-- SOURCE INFORMATION follows --
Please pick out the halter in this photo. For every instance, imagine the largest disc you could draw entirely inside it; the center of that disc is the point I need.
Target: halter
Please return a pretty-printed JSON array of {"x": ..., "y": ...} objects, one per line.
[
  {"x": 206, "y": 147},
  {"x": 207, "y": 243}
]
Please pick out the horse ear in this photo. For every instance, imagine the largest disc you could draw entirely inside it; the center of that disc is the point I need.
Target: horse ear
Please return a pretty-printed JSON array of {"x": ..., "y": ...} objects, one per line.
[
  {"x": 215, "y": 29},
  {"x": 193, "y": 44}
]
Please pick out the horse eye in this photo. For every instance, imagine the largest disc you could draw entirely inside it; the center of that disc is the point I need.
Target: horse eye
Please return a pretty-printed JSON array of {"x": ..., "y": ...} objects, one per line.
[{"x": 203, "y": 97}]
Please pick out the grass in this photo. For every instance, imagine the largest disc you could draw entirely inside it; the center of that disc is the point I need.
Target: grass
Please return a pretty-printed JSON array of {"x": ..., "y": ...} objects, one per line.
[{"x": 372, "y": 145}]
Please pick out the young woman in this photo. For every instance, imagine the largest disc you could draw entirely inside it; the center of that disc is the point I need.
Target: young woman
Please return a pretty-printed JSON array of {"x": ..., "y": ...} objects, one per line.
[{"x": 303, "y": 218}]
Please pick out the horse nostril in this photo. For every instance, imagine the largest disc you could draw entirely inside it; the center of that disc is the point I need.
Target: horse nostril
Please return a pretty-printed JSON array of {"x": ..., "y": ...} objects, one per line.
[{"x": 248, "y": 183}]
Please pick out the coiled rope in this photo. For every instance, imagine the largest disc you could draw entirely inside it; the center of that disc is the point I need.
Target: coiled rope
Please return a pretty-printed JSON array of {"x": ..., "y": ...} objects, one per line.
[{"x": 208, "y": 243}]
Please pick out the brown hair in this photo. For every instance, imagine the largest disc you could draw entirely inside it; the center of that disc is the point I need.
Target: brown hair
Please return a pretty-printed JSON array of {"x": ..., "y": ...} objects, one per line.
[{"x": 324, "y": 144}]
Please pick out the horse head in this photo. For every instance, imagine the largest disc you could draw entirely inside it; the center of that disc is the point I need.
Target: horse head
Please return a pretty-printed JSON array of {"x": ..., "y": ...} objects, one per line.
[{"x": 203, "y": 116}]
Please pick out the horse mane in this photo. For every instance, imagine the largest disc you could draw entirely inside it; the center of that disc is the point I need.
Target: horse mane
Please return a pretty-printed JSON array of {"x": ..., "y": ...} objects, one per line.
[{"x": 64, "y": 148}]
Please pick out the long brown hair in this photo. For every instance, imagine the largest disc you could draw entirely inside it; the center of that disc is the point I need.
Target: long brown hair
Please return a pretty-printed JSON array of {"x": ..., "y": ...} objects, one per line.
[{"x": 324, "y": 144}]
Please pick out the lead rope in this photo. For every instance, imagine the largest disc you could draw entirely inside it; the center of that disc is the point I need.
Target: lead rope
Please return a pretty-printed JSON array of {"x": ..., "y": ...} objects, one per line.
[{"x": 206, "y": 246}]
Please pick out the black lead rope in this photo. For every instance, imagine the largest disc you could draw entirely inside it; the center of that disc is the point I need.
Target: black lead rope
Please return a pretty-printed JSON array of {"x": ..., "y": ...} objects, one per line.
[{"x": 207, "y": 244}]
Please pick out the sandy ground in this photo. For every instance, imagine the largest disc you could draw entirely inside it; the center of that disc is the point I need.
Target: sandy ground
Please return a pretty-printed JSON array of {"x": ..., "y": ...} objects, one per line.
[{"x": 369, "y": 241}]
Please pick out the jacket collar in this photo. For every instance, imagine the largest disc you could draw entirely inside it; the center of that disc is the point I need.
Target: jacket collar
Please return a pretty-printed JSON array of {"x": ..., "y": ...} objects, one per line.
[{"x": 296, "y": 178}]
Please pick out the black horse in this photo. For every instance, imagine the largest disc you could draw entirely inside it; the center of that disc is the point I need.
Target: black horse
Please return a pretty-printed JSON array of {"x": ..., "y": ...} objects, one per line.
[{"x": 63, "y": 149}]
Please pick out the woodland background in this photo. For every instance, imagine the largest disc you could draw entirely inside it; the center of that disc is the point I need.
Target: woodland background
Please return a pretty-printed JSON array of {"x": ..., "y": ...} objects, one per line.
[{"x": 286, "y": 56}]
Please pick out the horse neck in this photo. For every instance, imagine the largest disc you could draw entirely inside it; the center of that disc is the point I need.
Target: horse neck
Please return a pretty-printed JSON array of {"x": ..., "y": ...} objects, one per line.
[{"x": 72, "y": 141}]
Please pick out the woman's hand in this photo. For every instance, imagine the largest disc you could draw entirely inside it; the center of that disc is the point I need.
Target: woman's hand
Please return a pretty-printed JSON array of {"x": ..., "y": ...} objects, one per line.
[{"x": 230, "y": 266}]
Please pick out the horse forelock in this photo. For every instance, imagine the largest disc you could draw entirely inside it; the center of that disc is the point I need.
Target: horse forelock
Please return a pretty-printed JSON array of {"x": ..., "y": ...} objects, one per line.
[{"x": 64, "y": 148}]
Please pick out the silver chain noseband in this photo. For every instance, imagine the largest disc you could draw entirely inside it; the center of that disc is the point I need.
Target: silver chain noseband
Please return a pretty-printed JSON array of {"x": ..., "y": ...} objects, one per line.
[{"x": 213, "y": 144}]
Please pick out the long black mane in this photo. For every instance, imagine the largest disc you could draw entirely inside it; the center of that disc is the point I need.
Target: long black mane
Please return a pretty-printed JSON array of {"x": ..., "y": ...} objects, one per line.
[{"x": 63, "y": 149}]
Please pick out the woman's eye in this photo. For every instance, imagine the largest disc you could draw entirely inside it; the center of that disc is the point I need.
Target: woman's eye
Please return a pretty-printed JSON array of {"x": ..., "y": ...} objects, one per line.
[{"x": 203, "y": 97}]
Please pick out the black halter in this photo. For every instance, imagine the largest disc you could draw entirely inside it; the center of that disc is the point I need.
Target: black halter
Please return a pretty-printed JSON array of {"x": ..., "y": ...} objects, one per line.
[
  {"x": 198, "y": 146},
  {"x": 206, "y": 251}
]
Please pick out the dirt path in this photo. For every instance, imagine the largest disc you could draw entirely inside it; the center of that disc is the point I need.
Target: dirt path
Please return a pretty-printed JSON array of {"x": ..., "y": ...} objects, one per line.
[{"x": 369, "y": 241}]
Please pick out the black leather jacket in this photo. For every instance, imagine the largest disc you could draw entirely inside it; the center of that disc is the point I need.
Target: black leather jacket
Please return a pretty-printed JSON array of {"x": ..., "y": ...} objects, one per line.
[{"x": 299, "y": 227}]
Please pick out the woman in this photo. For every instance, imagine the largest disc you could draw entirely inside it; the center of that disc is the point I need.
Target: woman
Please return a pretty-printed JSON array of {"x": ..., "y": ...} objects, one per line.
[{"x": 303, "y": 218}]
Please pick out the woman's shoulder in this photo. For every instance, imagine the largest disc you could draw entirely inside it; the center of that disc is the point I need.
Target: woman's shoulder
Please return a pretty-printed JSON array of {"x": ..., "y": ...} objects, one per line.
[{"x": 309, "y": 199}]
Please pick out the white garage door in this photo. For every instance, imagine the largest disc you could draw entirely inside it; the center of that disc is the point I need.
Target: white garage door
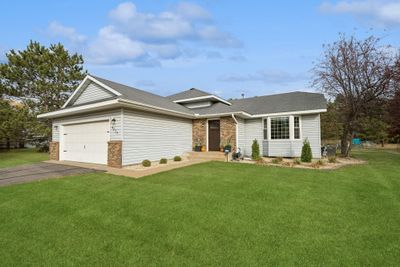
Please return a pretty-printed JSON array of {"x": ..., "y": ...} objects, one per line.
[{"x": 85, "y": 142}]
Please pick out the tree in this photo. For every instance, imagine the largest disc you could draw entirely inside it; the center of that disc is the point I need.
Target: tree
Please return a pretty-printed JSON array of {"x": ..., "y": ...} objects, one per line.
[
  {"x": 13, "y": 122},
  {"x": 355, "y": 73},
  {"x": 41, "y": 78},
  {"x": 394, "y": 116},
  {"x": 331, "y": 127}
]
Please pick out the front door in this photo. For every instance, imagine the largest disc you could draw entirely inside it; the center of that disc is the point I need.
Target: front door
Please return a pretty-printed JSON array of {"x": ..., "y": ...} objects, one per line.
[{"x": 213, "y": 135}]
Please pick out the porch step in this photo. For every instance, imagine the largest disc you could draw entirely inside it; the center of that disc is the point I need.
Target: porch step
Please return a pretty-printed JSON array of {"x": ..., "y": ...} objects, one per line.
[{"x": 211, "y": 155}]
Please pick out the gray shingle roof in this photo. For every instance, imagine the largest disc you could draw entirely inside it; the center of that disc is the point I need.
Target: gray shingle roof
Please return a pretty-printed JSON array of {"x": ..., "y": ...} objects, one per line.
[
  {"x": 191, "y": 93},
  {"x": 144, "y": 97},
  {"x": 287, "y": 102},
  {"x": 216, "y": 108},
  {"x": 294, "y": 101}
]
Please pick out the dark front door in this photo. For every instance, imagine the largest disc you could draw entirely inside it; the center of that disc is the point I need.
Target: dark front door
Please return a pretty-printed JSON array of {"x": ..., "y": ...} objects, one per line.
[{"x": 213, "y": 135}]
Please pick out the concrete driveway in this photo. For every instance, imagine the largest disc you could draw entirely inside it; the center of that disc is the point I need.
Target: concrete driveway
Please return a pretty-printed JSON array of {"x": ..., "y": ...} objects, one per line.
[{"x": 39, "y": 171}]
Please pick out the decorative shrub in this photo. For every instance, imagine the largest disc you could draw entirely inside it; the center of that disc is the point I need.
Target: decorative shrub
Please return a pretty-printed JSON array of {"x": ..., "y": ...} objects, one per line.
[
  {"x": 332, "y": 159},
  {"x": 306, "y": 154},
  {"x": 146, "y": 163},
  {"x": 277, "y": 160},
  {"x": 297, "y": 161},
  {"x": 255, "y": 150}
]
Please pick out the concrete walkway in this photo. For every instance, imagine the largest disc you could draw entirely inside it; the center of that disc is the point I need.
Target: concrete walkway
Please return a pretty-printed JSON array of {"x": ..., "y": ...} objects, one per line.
[
  {"x": 39, "y": 171},
  {"x": 134, "y": 173}
]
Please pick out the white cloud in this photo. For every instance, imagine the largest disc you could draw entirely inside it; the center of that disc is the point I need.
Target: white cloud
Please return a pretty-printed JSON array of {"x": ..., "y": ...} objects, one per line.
[
  {"x": 383, "y": 13},
  {"x": 192, "y": 11},
  {"x": 146, "y": 39},
  {"x": 111, "y": 47},
  {"x": 55, "y": 29},
  {"x": 165, "y": 25},
  {"x": 269, "y": 76}
]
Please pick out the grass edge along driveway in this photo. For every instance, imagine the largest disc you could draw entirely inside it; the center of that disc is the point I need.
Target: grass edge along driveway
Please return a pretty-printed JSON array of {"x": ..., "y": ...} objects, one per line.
[{"x": 209, "y": 214}]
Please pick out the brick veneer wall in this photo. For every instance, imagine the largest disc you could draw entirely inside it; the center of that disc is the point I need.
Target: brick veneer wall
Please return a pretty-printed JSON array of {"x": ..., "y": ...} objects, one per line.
[
  {"x": 228, "y": 131},
  {"x": 54, "y": 149},
  {"x": 199, "y": 128},
  {"x": 114, "y": 158}
]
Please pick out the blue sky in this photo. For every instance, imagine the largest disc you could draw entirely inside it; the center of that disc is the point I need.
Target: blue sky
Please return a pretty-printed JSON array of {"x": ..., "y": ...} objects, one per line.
[{"x": 220, "y": 46}]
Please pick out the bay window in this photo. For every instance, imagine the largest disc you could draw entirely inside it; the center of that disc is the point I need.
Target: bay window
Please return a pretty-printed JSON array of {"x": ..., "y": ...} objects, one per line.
[{"x": 282, "y": 128}]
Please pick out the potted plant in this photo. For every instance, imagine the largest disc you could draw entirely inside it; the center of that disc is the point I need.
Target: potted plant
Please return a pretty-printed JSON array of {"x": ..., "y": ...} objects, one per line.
[{"x": 228, "y": 148}]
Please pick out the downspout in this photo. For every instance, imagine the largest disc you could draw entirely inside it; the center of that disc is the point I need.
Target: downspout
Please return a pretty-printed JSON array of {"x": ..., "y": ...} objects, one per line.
[{"x": 236, "y": 132}]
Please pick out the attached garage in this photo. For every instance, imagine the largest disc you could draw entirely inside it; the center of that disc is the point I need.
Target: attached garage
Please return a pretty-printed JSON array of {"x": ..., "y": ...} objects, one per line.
[{"x": 85, "y": 142}]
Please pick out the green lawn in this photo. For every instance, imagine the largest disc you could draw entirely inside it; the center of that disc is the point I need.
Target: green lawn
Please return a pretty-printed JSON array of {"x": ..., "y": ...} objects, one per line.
[
  {"x": 209, "y": 214},
  {"x": 21, "y": 156}
]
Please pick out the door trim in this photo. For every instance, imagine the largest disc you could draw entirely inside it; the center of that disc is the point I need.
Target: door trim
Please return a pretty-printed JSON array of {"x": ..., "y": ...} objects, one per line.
[{"x": 207, "y": 135}]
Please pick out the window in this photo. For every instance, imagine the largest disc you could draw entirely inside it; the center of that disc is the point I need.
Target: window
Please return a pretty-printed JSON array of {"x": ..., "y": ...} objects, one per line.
[
  {"x": 280, "y": 128},
  {"x": 265, "y": 129},
  {"x": 296, "y": 127}
]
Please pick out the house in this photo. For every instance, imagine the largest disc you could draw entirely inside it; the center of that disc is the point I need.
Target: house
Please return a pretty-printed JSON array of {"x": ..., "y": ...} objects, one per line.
[{"x": 106, "y": 122}]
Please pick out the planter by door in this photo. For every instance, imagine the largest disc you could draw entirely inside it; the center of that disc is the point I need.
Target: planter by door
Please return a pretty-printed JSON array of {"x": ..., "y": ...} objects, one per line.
[{"x": 213, "y": 135}]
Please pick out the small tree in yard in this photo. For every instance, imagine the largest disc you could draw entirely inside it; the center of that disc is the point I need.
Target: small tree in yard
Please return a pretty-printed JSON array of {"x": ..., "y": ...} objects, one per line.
[
  {"x": 355, "y": 73},
  {"x": 306, "y": 153},
  {"x": 255, "y": 150},
  {"x": 42, "y": 79}
]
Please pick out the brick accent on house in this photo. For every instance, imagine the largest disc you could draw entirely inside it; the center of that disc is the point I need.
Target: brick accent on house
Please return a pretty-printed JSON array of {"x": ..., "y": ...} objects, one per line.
[
  {"x": 199, "y": 128},
  {"x": 228, "y": 131},
  {"x": 54, "y": 149},
  {"x": 114, "y": 158}
]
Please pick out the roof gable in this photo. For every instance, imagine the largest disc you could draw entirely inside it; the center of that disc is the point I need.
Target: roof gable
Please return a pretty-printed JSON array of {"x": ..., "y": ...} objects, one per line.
[
  {"x": 140, "y": 96},
  {"x": 90, "y": 90}
]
-- SOURCE INFORMATION concluded --
* [TASK PROMPT] Look above for the line containing "Please pick out the potted". Output from there through the line containing "Target: attached garage", exactly and inclusively.

* [PROBLEM SOLUTION]
Please pick out the potted plant in this photo. For every instance, imagine the largest disc you could draw entirely inside it; the center of that disc is the point I need.
Target: potted plant
Please return a pretty-printed JSON array of {"x": ..., "y": ...} objects, one per line.
[{"x": 228, "y": 148}]
Please pick out the downspout in this photo. For every instance, imagine the largest disc you could draw entirely inside it; the center of that disc is the point I need.
Target: downspout
Please return a pretty-printed JSON array of {"x": ..., "y": ...} objects, one per line.
[{"x": 236, "y": 132}]
Please pick out the attached garage in this photo. For every instance, imagine the largest disc you could draw entirely inside it; the center of that disc is the point I need.
Target: attached garage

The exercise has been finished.